*Source extract:*

##############################

Shapiro and Henning turned out two successful movies together: 1961’s “Lover Come Back” with Rock Hudson and Doris Day; and 1964’s “Bedtime Story” with Marlon Brando and David Niven, which was remade in 1988 as “Dirty Rotten Scoundrels.”
“Universal was so close to the house I could walk to work,” Paul Henning says. “He (Shapiro) was right – the pace of movies was so relaxed we could take as much time as we needed. It was a pleasure to get out of the glass furnace of TV.”
But television wouldn’t let Henning defect, and a new company called Filmways was pestering Henning for a pilot. The submitted script was “The Beverly Hillbillies.”
“I was more interested in characters than gags,” Paul Henning says. “I stared with Buddy Ebsen in mind as the cornerstone. Once Buddy said he’d do it, I started casting the others.”
America couldn’t get enough of the Clampetts’ weekly adventures, and soon Filmways asked Henning for another show. Henning again drew on the past for inspiration, but this time he used Ruth’s childhood memories, not his own.
“Ruth had been telling me about her grandparents who had a hotel in Eldon, Mo.,” Paul Henning says. “I got the idea of the hotel beside the railroad track and used that for ‘Petticoat Junction.’”
Ruth Henning spent her summers at the hotel with her five cousins.

##############################

*Stored data:*

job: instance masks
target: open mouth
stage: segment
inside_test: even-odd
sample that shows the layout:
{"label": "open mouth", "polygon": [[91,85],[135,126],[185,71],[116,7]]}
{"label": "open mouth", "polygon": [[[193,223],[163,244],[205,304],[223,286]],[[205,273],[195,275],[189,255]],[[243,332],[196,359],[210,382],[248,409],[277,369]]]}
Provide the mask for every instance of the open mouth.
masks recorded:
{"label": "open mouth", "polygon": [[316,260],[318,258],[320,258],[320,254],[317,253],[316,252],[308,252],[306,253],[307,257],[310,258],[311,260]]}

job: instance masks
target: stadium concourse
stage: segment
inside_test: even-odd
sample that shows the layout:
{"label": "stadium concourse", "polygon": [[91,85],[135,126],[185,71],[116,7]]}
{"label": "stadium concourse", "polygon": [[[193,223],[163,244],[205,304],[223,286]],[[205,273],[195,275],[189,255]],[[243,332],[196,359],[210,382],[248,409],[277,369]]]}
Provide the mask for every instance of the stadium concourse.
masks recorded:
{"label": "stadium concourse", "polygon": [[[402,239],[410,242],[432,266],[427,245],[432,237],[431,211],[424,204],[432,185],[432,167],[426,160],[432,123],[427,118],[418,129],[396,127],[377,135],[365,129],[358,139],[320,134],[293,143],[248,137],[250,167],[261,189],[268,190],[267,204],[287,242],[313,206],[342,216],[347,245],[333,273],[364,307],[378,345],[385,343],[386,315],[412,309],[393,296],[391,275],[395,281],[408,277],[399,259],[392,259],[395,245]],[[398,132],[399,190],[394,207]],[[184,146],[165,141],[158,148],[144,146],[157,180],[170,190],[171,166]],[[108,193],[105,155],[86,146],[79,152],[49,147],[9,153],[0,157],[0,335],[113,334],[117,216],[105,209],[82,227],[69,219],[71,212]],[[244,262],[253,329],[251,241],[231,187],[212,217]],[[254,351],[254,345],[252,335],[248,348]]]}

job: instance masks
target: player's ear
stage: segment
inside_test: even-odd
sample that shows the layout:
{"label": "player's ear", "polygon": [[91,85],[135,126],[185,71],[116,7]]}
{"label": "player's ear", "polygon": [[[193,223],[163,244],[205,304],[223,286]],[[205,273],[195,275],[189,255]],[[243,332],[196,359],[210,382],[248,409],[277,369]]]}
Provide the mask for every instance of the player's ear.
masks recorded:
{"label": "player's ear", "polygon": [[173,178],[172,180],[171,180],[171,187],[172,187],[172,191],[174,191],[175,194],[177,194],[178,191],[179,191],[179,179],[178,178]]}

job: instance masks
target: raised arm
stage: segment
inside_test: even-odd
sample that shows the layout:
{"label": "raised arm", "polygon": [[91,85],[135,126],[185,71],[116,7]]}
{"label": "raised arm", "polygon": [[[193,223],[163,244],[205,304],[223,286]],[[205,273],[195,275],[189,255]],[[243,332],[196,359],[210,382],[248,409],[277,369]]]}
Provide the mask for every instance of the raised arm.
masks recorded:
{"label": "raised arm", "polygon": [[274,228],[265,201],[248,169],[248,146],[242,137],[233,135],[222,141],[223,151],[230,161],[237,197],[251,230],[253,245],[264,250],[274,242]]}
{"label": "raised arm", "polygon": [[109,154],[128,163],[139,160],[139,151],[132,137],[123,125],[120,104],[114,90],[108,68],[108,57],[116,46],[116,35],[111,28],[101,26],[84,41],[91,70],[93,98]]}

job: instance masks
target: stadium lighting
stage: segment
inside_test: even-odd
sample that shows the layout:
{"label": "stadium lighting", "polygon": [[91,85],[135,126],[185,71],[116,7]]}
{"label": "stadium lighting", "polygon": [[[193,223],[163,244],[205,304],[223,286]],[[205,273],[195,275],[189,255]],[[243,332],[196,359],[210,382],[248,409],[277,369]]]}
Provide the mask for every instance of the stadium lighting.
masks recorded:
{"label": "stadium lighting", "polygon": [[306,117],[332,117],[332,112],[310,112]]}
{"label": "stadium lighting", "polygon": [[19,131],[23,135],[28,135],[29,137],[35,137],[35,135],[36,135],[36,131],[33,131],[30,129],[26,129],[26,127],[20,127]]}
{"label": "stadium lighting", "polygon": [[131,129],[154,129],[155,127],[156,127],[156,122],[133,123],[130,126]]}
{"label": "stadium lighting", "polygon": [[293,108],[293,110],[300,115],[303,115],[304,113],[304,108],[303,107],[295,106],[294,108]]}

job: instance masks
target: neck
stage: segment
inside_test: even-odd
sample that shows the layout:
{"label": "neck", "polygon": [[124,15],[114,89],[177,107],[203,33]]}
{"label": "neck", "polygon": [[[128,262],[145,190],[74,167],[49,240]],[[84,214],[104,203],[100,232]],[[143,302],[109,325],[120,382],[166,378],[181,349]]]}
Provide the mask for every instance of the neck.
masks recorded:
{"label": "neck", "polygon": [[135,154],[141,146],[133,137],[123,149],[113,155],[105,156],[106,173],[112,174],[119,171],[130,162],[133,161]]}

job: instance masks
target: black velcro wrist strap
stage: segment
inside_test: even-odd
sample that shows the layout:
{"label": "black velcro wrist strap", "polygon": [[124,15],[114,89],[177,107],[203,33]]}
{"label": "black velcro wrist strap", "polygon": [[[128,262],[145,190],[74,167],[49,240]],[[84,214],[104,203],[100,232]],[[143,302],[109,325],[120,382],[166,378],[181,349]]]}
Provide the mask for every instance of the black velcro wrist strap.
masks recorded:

##############################

*Try it:*
Set down the portion of the passage on Paul Henning's career starting with "America couldn’t get" and going on through "not his own.", copied verbatim.

*Exercise solution:*
America couldn’t get enough of the Clampetts’ weekly adventures, and soon Filmways asked Henning for another show. Henning again drew on the past for inspiration, but this time he used Ruth’s childhood memories, not his own.